**GIVEN PASSAGE:**
----------

Organic means grown without pesticides or herbicides, which are harmful to the planet and the farmers who work with them after repeat exposure. Non-organic cotton is not sustainable because it does the opposite, using frequently toxic chemicals to grow and dye it.
Cotton has the potential to be an extremely sustainable resource. It is a plant fibre so in theory it is infinitely renewable and biodegradable. But it can only achieve its sustainable credentials when it is farmed and produced with conscious awareness to its impact. This is where organic methods come in.
A report on organic cotton was published by The Organic Center, a site that collates scientific findings on food and agriculture. It stated that organic cotton went beyond its definition, and is actually environmentally beneficial, “because it supports a healthy ecosystem and prevents the use of toxic synthetic chemicals”.
Not only does organic cotton avoid the use of “toxic, persistent pesticides, synthetic fertilizer, sewage sludge, or genetically modified organisms (GMOs)” but “organic farmers also have to use methods that build soil health and support on-farm biodiversity”. Organic farms typically have better conservation and diversity of species, which helps to regulate and stabilise the ecosystem, ensuring continuously healthy crop yields.
Crop rotation and soil-building strategies on organic cotton farms leads to carbon being sequestered in soil. This means the soil acts as a carbon sink and an important weapon against climate change. Organically managed soil also retains water and nutrients more effectively than soil in non-organic cotton farming which commonly suffers erosion. A significant reduction in both carbon emissions and water pollution means organically farmed cotton actually benefits the environment, while obtaining a fibre for making quality clothing.
Image: The Organic Center
Iowa State University research project surveying organic cotton producers and processors on the specific approaches and methods used in organic cotton production and processing, and the environmental impacts of those techniques.
Organic cotton is safer for workers, as protecting the health of people in the supply chain is an important priority of organic farming. The Global Organic Textile Standard is “the world’s leading processing standard for organic textiles” and follows the cotton through the supply chain. In order to be GOTS certified, “manufacturers cannot use techniques that pose risks to workers”.
When choosing to produce with cotton, it is important to ensure the material is 100% organic. Some producers mix cotton with poly (plastic based) fibres, which would change and most likely impair these qualities of sustainability.
At Colle Group, our organic cotton is produced in India and other Asian countries and is never blended or mixed with non-organic fibres.

----------

**DATA SHOWN:**
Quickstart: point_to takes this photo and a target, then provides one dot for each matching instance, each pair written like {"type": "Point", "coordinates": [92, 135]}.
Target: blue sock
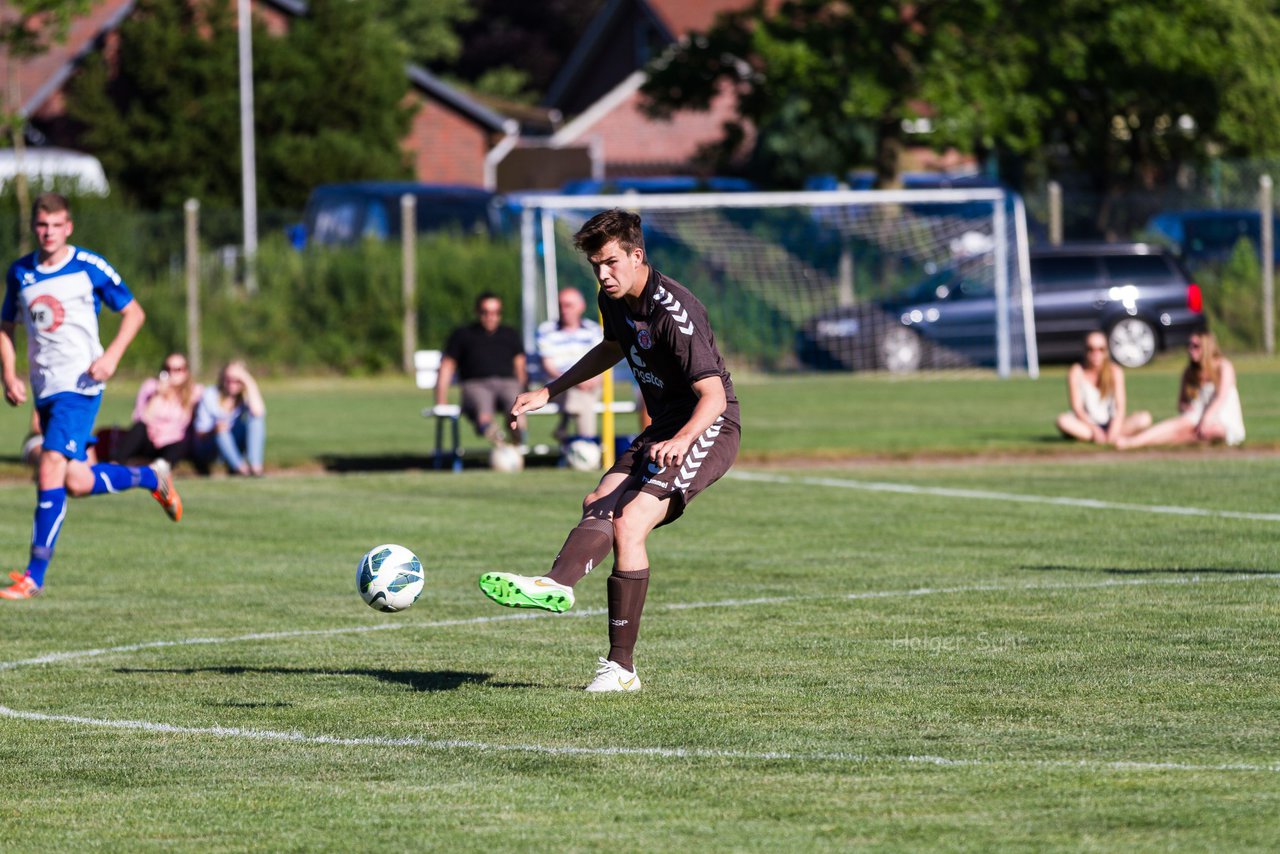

----------

**WORK INSTRUCTIONS:** Write out the part of the organic cotton text that begins at the words "Cotton has the" and ends after "methods come in.", copying it word for word.

**WRITTEN RESPONSE:**
Cotton has the potential to be an extremely sustainable resource. It is a plant fibre so in theory it is infinitely renewable and biodegradable. But it can only achieve its sustainable credentials when it is farmed and produced with conscious awareness to its impact. This is where organic methods come in.